• TAREAS PENDIENTES:
1. Responde estas preguntas sobre el texto sobre santa Mónica:
(a) ¿Qué cualidades de santa Mónica resultaron decisivas en la conversión religiosa de su hijo?
(b) ¿De quiénes la convierte esa actitud en modelo perenne?
(c) ¿En qué tomo y en qué página de NUEVO AÑO CRISTIANO figura la cita?
2. Reescribe como lista el párrafo del texto sobre santa Mónica que empieza con «Entre los mejores biógrafos» y conserva sus datos principales.

• FRAGMENTO DE TEXTO:
▼

Entre los mejores biógrafos de la vida de santa Mónica se encuentra, sin duda, el hagiógrafo ya citado, Javier Guerra: “Por su vida personal, por su influjo en la vida de san Agustín… Santa Mónica merece un puesto de honor en el santoral cristiano. Su determinación, su entereza de ánimo, su inteligencia, su amor materno y su fidelidad a la Iglesia resultaron decisivas en la conversión religiosa de su hijo, uno de los mayores padres de la Iglesia y figura cimera de la cultura occidental. Y esa actitud la convierte en modelo perenne de esposas y madres cristianas. La Iglesia, al honrar su memoria, satisface en cierto modo la inmensa deuda que tiene contraída con tantas mujeres anónimas, que no sólo han preservado la fe de sus hijos, sino que los han conducido al servicio de la Iglesia y de la sociedad.” (Javier Guerra, O.A.R. Prior General, NUEVO AÑO CRISTIANO –Director, José A. Martínez Puche-, Tomo 8, Ed. EDIBESA, 2001, p.630).

▲

• EXTRACTOS DE DATOS:
▼

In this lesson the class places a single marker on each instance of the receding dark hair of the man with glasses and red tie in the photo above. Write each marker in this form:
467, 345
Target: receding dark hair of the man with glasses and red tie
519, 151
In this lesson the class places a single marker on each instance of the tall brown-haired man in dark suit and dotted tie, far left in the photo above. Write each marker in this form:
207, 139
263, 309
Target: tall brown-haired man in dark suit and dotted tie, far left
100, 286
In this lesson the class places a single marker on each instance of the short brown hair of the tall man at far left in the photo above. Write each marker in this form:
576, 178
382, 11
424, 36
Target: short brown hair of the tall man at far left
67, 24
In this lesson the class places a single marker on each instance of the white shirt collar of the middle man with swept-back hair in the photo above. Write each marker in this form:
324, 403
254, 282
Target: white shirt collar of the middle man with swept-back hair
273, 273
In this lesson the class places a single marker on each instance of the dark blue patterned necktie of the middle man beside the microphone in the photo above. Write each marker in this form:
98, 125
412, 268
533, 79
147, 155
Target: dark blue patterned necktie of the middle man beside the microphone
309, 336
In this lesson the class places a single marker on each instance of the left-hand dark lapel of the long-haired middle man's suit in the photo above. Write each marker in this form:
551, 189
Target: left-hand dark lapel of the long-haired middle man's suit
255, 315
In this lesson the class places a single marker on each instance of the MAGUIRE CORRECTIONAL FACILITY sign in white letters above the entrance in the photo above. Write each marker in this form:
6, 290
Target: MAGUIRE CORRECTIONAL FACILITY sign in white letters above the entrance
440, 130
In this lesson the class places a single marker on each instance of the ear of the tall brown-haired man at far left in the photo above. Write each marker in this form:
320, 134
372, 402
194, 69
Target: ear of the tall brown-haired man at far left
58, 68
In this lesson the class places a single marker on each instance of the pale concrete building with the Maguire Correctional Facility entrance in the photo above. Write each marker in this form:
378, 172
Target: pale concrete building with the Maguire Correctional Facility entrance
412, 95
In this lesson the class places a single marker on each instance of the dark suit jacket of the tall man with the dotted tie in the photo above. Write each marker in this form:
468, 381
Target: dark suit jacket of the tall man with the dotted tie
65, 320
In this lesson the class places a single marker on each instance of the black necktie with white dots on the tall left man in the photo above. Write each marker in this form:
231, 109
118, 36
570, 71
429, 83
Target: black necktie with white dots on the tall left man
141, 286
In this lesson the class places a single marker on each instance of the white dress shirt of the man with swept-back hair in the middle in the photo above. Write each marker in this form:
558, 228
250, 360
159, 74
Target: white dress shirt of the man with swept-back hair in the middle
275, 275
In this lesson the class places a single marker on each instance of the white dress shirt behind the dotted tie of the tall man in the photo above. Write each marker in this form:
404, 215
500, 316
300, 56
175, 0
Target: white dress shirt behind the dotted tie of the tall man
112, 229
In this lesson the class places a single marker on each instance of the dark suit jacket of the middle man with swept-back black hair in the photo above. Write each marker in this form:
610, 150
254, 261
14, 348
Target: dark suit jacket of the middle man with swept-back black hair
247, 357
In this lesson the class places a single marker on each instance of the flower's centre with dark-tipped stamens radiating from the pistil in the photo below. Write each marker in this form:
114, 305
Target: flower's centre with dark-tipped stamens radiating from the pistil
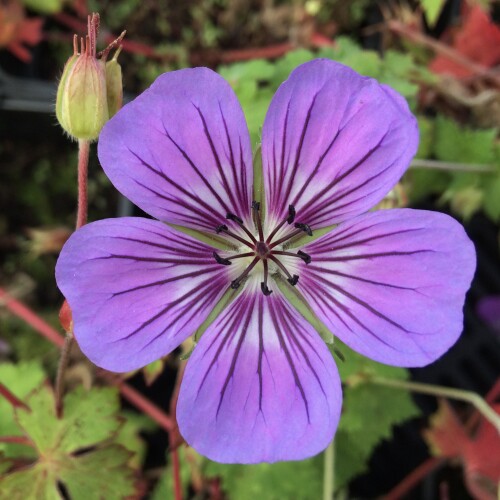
262, 249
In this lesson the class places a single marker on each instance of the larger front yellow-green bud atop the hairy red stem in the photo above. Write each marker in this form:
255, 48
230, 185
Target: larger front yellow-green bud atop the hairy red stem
81, 105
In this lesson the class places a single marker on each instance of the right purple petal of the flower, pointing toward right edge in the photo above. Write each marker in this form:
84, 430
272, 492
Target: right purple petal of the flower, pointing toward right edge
391, 284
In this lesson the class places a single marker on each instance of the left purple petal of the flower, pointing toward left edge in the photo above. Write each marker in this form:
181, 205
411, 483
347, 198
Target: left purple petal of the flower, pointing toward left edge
136, 289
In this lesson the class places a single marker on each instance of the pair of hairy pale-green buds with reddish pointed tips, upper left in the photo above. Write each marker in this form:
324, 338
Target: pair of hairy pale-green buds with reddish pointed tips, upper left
90, 91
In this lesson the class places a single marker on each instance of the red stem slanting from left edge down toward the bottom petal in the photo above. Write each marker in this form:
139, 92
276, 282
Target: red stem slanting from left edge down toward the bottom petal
129, 393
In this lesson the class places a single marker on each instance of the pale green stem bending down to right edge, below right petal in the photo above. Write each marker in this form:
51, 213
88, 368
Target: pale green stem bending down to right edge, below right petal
437, 390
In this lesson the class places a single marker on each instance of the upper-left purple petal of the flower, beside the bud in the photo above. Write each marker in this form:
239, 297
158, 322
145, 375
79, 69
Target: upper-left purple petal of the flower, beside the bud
181, 150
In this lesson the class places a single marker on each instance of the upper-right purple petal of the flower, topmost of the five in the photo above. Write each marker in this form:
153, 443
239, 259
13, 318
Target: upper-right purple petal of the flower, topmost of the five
333, 144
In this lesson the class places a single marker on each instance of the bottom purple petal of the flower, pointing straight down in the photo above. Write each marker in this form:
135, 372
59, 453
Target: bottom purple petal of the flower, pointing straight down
261, 385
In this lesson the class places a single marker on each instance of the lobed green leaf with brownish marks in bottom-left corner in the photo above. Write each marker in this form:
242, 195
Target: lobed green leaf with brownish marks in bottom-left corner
79, 451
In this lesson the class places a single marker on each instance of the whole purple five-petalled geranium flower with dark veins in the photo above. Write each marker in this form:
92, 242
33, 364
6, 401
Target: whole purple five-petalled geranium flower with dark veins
261, 385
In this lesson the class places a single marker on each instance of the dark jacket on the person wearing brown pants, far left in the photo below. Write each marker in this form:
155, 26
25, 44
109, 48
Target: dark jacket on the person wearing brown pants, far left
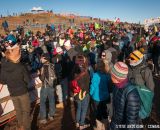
15, 76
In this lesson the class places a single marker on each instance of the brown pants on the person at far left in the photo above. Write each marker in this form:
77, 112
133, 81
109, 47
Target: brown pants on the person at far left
22, 107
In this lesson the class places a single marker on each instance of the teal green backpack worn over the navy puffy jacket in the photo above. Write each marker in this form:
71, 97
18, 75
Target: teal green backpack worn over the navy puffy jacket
146, 97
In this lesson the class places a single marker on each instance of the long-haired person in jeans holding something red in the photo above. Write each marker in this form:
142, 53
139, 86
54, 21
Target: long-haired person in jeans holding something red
81, 96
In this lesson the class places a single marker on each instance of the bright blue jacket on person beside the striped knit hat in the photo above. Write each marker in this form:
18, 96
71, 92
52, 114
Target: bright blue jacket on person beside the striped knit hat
99, 86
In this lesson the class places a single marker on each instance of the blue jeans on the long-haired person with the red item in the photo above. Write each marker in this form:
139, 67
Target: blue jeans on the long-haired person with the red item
82, 107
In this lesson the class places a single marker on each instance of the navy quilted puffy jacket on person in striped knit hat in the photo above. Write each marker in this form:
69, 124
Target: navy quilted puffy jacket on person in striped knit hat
126, 107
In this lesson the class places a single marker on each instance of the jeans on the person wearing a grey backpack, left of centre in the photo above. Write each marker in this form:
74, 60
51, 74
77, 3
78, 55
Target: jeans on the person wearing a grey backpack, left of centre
47, 92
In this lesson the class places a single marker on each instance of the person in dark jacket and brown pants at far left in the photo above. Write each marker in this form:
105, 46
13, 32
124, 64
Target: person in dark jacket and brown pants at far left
15, 75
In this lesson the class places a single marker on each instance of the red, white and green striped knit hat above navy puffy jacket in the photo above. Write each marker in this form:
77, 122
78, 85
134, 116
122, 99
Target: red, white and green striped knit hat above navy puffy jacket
119, 72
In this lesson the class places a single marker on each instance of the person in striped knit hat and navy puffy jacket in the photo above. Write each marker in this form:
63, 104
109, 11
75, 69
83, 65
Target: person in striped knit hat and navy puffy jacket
126, 103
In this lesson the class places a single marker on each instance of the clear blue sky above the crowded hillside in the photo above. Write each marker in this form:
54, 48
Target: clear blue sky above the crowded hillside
126, 10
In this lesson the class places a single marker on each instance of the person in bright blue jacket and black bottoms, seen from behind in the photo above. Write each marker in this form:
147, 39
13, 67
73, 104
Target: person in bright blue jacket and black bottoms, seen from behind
99, 91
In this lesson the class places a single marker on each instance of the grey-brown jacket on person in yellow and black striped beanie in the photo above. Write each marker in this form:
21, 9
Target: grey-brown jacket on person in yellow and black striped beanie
141, 75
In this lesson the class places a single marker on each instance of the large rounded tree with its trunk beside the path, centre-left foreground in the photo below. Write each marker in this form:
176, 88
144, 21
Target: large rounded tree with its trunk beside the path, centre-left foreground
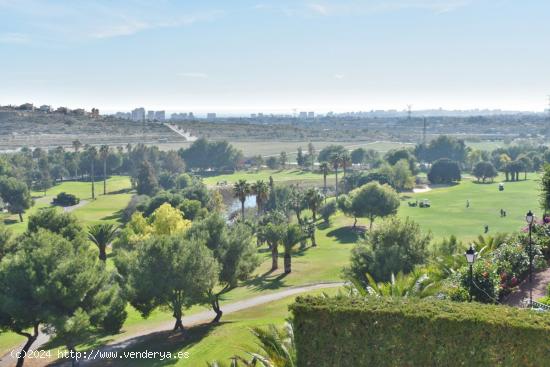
172, 272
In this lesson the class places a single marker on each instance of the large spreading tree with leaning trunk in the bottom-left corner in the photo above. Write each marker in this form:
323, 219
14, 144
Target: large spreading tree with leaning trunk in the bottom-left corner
46, 278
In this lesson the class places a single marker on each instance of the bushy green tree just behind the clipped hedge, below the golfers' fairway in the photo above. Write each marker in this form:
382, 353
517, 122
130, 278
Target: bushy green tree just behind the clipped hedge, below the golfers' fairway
393, 247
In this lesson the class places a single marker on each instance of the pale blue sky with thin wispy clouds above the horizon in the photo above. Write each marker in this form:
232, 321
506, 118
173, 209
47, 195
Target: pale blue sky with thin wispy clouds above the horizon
245, 56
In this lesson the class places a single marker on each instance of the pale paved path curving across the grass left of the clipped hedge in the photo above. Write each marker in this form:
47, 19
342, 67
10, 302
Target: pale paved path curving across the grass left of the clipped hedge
205, 316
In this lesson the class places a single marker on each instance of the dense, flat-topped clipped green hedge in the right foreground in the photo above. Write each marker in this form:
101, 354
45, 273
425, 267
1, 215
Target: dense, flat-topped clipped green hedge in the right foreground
353, 332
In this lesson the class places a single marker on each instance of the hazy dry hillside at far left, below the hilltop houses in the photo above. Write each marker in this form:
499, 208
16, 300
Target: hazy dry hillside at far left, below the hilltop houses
39, 129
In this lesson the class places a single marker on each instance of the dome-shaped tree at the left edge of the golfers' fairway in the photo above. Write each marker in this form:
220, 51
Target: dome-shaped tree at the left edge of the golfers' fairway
371, 200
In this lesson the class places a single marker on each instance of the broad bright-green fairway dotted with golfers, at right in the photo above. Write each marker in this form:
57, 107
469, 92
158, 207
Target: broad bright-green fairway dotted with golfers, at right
448, 213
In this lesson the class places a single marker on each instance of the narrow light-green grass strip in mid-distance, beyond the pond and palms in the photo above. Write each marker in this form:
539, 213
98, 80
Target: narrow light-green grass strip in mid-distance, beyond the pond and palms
290, 175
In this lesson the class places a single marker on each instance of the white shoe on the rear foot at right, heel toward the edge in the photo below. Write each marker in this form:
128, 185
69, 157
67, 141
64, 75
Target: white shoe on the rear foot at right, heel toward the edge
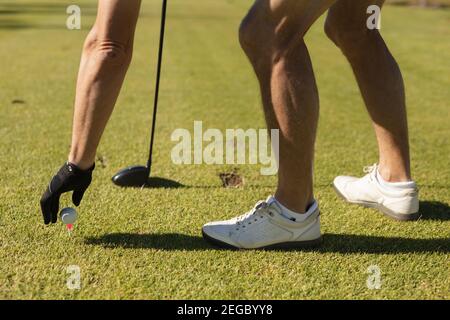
397, 200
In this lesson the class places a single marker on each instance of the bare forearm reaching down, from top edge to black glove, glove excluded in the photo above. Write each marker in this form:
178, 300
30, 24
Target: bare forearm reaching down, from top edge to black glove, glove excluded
105, 60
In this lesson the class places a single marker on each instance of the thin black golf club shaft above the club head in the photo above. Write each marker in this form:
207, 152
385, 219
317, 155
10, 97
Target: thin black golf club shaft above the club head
158, 77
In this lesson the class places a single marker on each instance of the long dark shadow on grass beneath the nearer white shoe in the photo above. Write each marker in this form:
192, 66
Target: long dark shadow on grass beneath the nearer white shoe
332, 243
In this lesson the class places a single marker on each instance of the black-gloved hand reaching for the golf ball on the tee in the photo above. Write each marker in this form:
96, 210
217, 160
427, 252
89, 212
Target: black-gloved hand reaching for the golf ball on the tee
68, 178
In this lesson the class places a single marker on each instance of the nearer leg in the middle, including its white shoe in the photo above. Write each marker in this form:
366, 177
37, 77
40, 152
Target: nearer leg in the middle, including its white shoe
272, 37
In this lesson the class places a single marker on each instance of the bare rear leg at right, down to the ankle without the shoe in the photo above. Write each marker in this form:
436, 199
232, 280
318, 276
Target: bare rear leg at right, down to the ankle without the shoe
380, 81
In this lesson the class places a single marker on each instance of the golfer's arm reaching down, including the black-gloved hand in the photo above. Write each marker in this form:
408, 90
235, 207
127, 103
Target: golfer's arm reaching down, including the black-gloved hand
106, 57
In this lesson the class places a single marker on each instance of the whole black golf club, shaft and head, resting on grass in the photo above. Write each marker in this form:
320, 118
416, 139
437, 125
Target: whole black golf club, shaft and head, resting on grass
138, 176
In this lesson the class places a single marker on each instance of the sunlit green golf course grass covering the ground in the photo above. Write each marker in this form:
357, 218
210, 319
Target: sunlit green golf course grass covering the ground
146, 243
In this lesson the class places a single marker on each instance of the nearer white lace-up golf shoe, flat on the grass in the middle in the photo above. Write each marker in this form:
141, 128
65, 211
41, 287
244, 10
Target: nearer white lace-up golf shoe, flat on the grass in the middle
266, 227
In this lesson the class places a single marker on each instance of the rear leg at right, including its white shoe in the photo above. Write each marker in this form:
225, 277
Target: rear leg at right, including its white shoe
387, 187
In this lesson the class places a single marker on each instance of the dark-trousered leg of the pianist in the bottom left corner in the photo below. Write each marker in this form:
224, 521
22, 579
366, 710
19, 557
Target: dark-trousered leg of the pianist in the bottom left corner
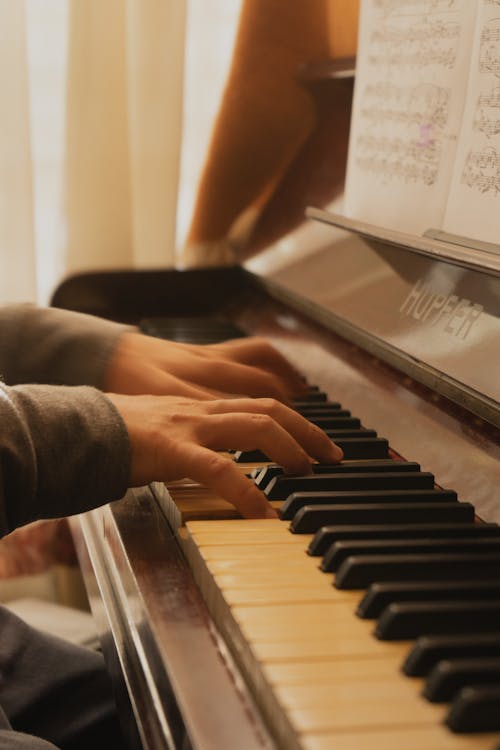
55, 690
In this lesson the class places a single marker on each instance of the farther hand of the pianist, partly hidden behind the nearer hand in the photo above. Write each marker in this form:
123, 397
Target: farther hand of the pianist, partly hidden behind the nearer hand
251, 367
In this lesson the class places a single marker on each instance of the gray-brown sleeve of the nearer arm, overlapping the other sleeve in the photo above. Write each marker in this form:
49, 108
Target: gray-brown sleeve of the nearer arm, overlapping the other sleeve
62, 451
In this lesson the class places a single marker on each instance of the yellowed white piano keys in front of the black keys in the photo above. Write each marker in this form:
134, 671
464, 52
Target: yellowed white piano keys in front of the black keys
320, 677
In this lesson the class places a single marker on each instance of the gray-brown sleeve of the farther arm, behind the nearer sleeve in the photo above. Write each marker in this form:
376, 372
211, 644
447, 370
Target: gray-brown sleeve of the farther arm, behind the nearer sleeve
54, 346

▲

• RESPUESTAS:
1.
(a) Su determinación, su entereza de ánimo, su inteligencia, su amor materno y su fidelidad a la Iglesia.
(b) De esposas y madres cristianas.
(c) En el tomo 8, página 630.

2.
- El hagiógrafo Javier Guerra se encuentra entre los mejores biógrafos de santa Mónica.
- Según él, santa Mónica merece un puesto de honor en el santoral cristiano por su vida personal y por su influjo en la vida de san Agustín.
- Su determinación, su entereza de ánimo, su inteligencia, su amor materno y su fidelidad a la Iglesia resultaron decisivas en la conversión religiosa de su hijo, uno de los mayores padres de la Iglesia y figura cimera de la cultura occidental.
- Esa actitud la convierte en modelo perenne de esposas y madres cristianas.
- Al honrar su memoria, la Iglesia satisface en cierto modo la inmensa deuda que tiene con tantas mujeres anónimas que preservaron la fe de sus hijos y los condujeron al servicio de la Iglesia y de la sociedad.
- Fuente: Javier Guerra, O.A.R. Prior General, NUEVO AÑO CRISTIANO (director, José A. Martínez Puche), tomo 8, Ed. EDIBESA, 2001, p. 630.